__ASSIGNMENT__. Only the lines of the data below from the one with "Could you please segment every instance of the roller" through the one with "Could you please segment every instance of the shadow" are wanted. Repeat them exactly.

__PROVIDED DATA__.
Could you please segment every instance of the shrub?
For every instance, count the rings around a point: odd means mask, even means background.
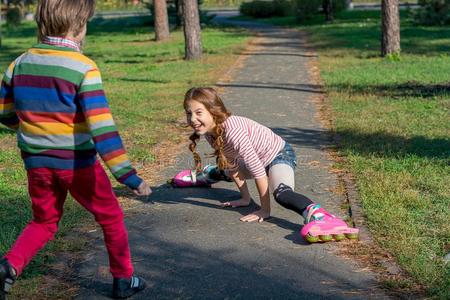
[[[292,11],[293,4],[289,0],[243,2],[239,7],[241,14],[253,18],[285,17]]]
[[[296,0],[295,16],[298,22],[310,20],[318,13],[322,0]]]
[[[23,19],[23,11],[19,6],[13,6],[6,12],[6,23],[10,26],[19,26]]]
[[[346,0],[323,0],[322,11],[327,21],[332,21],[337,13],[343,11],[347,6]]]
[[[347,8],[346,0],[296,0],[296,17],[298,22],[310,20],[318,14],[320,9],[326,19],[331,21],[337,13]]]
[[[273,9],[274,16],[277,17],[286,17],[293,14],[294,4],[292,1],[288,0],[274,0],[273,1]]]
[[[419,0],[421,8],[415,11],[416,23],[422,25],[450,24],[450,0]]]

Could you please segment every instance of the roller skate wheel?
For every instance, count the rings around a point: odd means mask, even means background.
[[[331,234],[321,234],[319,235],[319,239],[323,242],[329,242],[333,239],[333,237],[331,236]]]
[[[356,240],[358,239],[358,234],[357,233],[346,233],[345,236],[350,239],[350,240]]]
[[[343,234],[343,233],[334,234],[333,238],[335,241],[339,242],[339,241],[342,241],[343,239],[345,239],[345,234]]]
[[[311,235],[311,234],[306,234],[306,236],[305,236],[305,240],[308,242],[308,243],[311,243],[311,244],[313,244],[313,243],[317,243],[318,241],[319,241],[319,237],[318,236],[313,236],[313,235]]]

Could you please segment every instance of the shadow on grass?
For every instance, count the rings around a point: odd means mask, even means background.
[[[450,157],[450,138],[430,139],[423,136],[405,138],[384,132],[362,134],[355,131],[338,132],[340,146],[364,156],[403,158],[418,157],[444,159]]]
[[[37,29],[34,22],[27,22],[19,27],[6,27],[3,29],[3,38],[26,38],[37,36]],[[3,50],[3,47],[1,48]]]
[[[120,81],[127,81],[127,82],[147,82],[147,83],[170,83],[170,80],[162,80],[162,79],[145,79],[145,78],[117,78]]]
[[[302,147],[323,148],[330,146],[331,133],[301,128],[272,128],[289,143]],[[391,135],[385,132],[360,133],[346,130],[338,131],[339,147],[357,152],[363,156],[402,158],[410,155],[446,160],[450,157],[450,138],[410,138]]]
[[[151,16],[132,16],[117,19],[96,18],[88,23],[88,35],[102,35],[108,33],[135,34],[137,30],[140,33],[148,32],[149,34],[153,34],[153,23],[154,21]],[[236,37],[247,35],[245,30],[239,30],[232,26],[208,24],[206,28],[221,29],[222,31],[233,33]],[[172,29],[171,31],[177,30],[180,29]],[[153,39],[149,39],[149,41],[153,41]],[[142,41],[139,40],[137,42]]]
[[[14,130],[12,130],[12,129],[8,129],[8,128],[5,128],[5,127],[3,127],[3,125],[0,125],[0,135],[3,135],[3,134],[7,134],[7,135],[15,135],[16,134],[16,132],[14,131]]]
[[[374,94],[391,98],[450,96],[450,82],[445,84],[423,84],[417,81],[408,81],[401,84],[386,85],[331,85],[329,88],[336,91],[345,90],[350,94]]]
[[[317,37],[321,38],[313,39],[314,47],[379,51],[381,31],[378,24],[345,27],[330,25],[323,30],[326,31],[317,33]],[[449,36],[449,27],[416,27],[407,23],[401,29],[402,52],[427,56],[447,54],[450,51]]]
[[[416,55],[438,55],[450,52],[449,26],[415,26],[408,12],[401,11],[402,52]],[[323,16],[297,23],[293,17],[262,20],[274,25],[301,27],[310,32],[310,43],[315,48],[330,50],[353,49],[377,54],[380,48],[380,12],[346,11],[332,23],[325,23]],[[273,37],[275,38],[275,37]],[[269,45],[268,45],[269,46]],[[274,44],[274,46],[276,46]],[[293,44],[292,46],[301,46]],[[335,55],[335,53],[333,53]],[[373,56],[373,55],[371,55]],[[370,57],[371,57],[370,56]]]
[[[129,65],[132,65],[132,64],[142,64],[142,63],[144,63],[144,61],[143,60],[137,60],[137,59],[121,59],[121,60],[111,59],[111,60],[105,60],[104,63],[105,64],[112,63],[112,64],[129,64]]]
[[[144,32],[148,28],[149,33],[153,31],[153,18],[151,16],[133,16],[117,19],[96,18],[88,23],[89,35],[102,35],[108,33],[135,33]]]
[[[30,47],[32,44],[29,45]],[[28,48],[28,47],[27,47]],[[20,47],[11,47],[7,45],[3,45],[0,48],[0,65],[4,66],[4,70],[0,70],[0,78],[3,77],[3,72],[6,71],[6,68],[12,63],[17,57],[19,57],[24,51],[27,49],[23,49]]]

__THE COMPLETED TASK__.
Could you please segment every instance of the roller skate wheel?
For every instance, count the rings around a point: odd means mask, even means background.
[[[331,234],[321,234],[319,235],[319,239],[323,242],[329,242],[333,239],[333,237],[331,236]]]
[[[356,240],[358,239],[358,234],[357,233],[346,233],[345,236],[350,239],[350,240]]]
[[[343,234],[343,233],[334,234],[333,238],[335,241],[339,242],[339,241],[342,241],[343,239],[345,239],[345,234]]]
[[[311,235],[311,234],[306,234],[306,236],[305,236],[305,240],[308,242],[308,243],[311,243],[311,244],[313,244],[313,243],[317,243],[318,241],[319,241],[319,237],[318,236],[313,236],[313,235]]]

Could you please segment every instance of the shadow on grass?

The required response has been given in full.